(Einträge aus einer Annotationssammlung)

::::::

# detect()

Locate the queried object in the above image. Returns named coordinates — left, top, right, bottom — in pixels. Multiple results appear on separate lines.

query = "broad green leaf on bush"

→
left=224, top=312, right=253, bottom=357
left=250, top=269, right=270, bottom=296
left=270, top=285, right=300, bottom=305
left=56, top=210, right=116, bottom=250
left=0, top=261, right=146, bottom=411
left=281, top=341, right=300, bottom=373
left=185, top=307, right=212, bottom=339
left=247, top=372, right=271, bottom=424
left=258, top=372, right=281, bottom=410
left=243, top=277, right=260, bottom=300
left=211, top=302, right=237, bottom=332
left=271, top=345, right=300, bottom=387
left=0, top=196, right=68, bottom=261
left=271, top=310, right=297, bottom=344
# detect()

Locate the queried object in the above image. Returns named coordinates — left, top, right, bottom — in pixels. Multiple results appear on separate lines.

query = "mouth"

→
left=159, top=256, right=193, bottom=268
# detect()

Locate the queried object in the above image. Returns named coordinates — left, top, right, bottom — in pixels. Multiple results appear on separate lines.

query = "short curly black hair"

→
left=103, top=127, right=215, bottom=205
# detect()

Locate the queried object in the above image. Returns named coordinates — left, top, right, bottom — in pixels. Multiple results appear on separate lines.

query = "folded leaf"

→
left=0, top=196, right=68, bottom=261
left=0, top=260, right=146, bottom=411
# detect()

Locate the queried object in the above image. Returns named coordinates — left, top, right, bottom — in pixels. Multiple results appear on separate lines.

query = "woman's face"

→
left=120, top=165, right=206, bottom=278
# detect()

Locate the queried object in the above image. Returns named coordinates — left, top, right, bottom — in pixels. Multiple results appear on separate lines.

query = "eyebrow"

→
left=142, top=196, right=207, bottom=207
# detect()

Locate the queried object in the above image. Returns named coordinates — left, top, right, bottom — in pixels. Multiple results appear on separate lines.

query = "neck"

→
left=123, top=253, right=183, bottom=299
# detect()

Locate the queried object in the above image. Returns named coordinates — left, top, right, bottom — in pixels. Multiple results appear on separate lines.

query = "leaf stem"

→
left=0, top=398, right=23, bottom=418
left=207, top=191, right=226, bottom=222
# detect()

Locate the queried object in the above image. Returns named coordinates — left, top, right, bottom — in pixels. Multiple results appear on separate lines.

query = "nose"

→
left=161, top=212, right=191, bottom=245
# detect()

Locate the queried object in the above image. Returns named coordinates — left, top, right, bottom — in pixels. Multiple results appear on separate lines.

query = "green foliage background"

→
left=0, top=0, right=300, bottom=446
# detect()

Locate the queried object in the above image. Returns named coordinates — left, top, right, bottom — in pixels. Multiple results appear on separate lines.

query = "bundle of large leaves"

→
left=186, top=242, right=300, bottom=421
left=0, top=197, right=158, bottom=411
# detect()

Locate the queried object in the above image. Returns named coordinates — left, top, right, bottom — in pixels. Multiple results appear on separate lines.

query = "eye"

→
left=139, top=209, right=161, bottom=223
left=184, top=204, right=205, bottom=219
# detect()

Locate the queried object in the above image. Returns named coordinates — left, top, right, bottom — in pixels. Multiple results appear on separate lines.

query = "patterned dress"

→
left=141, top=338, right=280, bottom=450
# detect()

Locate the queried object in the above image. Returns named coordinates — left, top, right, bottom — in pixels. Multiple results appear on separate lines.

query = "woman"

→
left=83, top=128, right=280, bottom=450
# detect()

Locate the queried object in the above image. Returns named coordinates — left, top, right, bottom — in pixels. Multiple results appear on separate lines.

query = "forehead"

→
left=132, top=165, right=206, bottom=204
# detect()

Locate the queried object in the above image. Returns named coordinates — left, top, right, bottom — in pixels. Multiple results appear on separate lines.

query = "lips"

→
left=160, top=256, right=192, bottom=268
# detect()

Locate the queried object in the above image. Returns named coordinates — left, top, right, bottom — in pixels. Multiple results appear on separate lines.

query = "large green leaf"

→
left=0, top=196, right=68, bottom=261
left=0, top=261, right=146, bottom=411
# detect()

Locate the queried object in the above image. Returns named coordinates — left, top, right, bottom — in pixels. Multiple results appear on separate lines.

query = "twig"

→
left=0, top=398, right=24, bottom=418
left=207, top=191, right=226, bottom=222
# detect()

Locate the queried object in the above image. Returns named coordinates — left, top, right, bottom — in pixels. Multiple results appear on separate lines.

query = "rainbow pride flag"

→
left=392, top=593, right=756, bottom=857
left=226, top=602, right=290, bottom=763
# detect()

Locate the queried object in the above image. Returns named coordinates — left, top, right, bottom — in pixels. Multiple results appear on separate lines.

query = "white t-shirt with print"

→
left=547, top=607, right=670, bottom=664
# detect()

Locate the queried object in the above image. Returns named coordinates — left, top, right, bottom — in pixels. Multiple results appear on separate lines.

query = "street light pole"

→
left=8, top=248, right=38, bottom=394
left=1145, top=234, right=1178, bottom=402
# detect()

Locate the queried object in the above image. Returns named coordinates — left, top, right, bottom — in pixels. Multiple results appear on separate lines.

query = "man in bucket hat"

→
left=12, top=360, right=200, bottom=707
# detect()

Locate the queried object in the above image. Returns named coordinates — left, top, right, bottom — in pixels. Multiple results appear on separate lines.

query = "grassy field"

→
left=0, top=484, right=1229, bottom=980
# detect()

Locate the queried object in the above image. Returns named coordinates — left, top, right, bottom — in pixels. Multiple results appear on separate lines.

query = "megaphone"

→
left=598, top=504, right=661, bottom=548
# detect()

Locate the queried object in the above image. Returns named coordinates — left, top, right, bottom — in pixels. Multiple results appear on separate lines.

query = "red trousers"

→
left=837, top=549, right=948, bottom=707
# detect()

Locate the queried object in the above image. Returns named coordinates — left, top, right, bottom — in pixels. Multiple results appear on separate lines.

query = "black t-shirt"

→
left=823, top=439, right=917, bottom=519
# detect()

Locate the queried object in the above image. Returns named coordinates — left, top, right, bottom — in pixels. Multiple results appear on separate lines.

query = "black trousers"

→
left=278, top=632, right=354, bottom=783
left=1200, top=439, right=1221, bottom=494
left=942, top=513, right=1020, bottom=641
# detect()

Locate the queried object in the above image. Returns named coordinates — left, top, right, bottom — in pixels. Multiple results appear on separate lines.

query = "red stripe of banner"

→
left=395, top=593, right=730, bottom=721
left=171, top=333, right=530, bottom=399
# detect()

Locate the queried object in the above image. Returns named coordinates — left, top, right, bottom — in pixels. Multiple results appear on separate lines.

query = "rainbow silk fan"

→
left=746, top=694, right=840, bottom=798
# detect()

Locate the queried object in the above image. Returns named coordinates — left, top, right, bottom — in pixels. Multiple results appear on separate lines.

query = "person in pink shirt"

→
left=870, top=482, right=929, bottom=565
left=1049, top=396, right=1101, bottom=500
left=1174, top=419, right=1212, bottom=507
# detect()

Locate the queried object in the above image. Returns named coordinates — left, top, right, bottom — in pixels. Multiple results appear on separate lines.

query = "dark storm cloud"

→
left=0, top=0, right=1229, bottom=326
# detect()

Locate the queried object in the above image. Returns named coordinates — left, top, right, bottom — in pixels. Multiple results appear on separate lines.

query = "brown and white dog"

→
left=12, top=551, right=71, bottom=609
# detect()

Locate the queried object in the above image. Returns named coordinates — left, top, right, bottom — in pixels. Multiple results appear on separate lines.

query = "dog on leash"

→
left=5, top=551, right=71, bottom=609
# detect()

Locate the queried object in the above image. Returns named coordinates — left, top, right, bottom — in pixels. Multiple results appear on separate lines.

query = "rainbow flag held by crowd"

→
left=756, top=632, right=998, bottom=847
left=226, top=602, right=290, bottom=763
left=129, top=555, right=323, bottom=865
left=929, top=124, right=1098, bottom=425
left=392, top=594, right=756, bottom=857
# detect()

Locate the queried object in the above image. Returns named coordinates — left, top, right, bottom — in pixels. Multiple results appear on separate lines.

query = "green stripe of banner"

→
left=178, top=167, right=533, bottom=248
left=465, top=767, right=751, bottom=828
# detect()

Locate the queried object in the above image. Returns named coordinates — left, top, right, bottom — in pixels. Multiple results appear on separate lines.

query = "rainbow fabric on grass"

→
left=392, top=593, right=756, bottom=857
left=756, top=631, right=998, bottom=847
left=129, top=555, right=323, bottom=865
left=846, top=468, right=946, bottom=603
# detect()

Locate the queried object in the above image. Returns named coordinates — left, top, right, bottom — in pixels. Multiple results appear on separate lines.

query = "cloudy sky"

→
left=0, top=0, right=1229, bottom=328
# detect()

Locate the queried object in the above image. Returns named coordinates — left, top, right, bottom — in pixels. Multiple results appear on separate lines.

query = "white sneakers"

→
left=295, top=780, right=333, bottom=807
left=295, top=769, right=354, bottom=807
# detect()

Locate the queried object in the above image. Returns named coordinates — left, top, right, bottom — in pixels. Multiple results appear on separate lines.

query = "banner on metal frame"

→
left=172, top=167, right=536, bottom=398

::::::

▸ **Deine Aufgabe**
Wandle die Einträge vom Anfang bis einschließlich der Zeile mit „left=247, top=372, right=271, bottom=424“ in eine zweispaltige CSV-Datei mit den Spalten „text“ und „antwort“ um. Jeder Eintrag kommt in eine eigene Zeile, jedes Feld steht in Anführungszeichen, und Zeilenumbrüche werden durch Leerzeichen ersetzt.

▸ **Lösung**
text,antwort
"# detect() Locate the queried object in the above image. Returns named coordinates — left, top, right, bottom — in pixels. Multiple results appear on separate lines. query = ""broad green leaf on bush"" →","left=224, top=312, right=253, bottom=357 left=250, top=269, right=270, bottom=296 left=270, top=285, right=300, bottom=305 left=56, top=210, right=116, bottom=250 left=0, top=261, right=146, bottom=411 left=281, top=341, right=300, bottom=373 left=185, top=307, right=212, bottom=339 left=247, top=372, right=271, bottom=424"